QUÉ HACER: En el relato, copia una por una y en su orden todas las frases entre signos de exclamación o de interrogación que dice la señora mayor y enlutada.

La hubiera ahogado en el acto, arrastrado por la furia, pero no pudo ni responder porque apenas podía levantarse. Querías una prueba, pues la has tenido, pensó para sí. Y sofocó la ira con la risa que le entró. Ver la escena y luego al hombre de andares vacilantes riéndose solo como un tonto, confirmó a la panadera, que estaba al acecho, la versión de la clienta. Lo dicho, una prueba para el equilibrio.
Hubo de venir el médico de urgencia y le mandó al especialista del oído. Por suerte no era un tumor cerebral, sólo algo del oído interno referente al equilibrio y acompañado de acúfenos, ruiditos diversos que le acompañarían unos meses con suerte o de por vida sin ella. No obstante estuvo una semana sin salir a la calle, asustado por la falta de equilibrio que le hacía imposible mantener la línea recta.
Al fin un día decidió salir de casa. Iría a comprar el pan. Sería como una prueba para comprobar su equilibrio. Sólo tenía que ir pegado a la pared, apoyado en ella y en un punto cruzar al otro lado de la calle.
Mientras tuvo el resguardo protector de la pared todo fue bien, aunque a veces daba en ella con el hombro. El paso a la otra acera sería el punto difícil. Al cruzar la calle a la altura de la entrada a la panadería, perdió el equilibrio y, luchando por no ir al suelo, fue a detenerse cayendo sobre el capó de un coche aparcado frente a la puerta. Una señora mayor y enlutada salía con su pan en la bolsa:
- ¡Lo que tiene una que ver, Dios mío! ¿Qué, dándole desde por la mañanita temprano? ¿No? ¡Qué vergüenza! ¡Y será padre de familia, que no es ningún niño!
La hubiera ahogado en el acto, arrastrado por la furia, pero no pudo ni responder porque apenas podía levantarse. Querías una prueba, pues la has tenido, pensó para sí. Y sofocó la ira con la risa que le entró. Ver la escena y luego al hombre de andares vacilantes riéndose solo como un tonto, confirmó a la panadera, que estaba al acecho, la versión de la clienta. Lo dicho, una prueba para el equilibrio.

DATOS MOSTRADOS:
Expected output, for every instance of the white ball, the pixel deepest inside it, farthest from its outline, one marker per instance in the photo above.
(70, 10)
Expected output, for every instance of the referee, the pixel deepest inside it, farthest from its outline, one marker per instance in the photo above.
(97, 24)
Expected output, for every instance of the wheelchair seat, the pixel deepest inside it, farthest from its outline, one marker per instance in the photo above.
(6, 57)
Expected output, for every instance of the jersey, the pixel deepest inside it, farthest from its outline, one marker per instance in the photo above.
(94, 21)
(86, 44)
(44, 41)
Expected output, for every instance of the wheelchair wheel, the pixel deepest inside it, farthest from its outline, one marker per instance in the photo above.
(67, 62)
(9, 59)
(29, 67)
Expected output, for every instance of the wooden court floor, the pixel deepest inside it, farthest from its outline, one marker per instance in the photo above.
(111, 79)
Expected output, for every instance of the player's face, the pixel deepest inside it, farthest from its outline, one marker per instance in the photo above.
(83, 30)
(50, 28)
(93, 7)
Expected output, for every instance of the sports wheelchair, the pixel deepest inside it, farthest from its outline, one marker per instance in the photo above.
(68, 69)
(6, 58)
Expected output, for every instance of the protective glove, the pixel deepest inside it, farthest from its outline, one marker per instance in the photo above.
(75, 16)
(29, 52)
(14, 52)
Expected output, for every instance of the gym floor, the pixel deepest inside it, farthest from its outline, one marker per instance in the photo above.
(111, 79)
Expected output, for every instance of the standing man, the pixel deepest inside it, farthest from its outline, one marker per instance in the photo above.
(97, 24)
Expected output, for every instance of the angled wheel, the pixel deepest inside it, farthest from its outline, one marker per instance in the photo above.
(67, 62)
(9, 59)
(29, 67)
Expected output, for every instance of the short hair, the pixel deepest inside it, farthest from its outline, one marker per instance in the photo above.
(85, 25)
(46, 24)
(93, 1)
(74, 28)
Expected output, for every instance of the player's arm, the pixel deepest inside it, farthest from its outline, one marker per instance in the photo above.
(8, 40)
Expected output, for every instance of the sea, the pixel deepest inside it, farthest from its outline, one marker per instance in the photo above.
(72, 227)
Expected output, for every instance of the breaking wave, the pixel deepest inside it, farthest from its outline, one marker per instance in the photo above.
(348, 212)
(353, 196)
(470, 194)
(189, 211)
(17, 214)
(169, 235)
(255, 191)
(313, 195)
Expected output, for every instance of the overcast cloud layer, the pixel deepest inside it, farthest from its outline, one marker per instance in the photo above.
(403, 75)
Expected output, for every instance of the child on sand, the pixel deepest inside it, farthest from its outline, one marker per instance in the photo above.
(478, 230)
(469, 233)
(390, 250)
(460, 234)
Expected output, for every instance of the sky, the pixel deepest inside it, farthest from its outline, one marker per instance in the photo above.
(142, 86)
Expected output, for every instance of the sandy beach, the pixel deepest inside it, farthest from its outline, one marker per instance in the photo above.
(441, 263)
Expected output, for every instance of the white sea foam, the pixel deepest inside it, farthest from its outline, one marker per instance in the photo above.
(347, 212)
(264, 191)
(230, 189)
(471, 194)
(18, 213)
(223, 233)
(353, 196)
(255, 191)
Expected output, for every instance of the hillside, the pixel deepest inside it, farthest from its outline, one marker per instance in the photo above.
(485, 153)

SOLUCIÓN:
1. ¡Lo que tiene una que ver, Dios mío!
2. ¿Qué, dándole desde por la mañanita temprano?
3. ¿No?
4. ¡Qué vergüenza!
5. ¡Y será padre de familia, que no es ningún niño!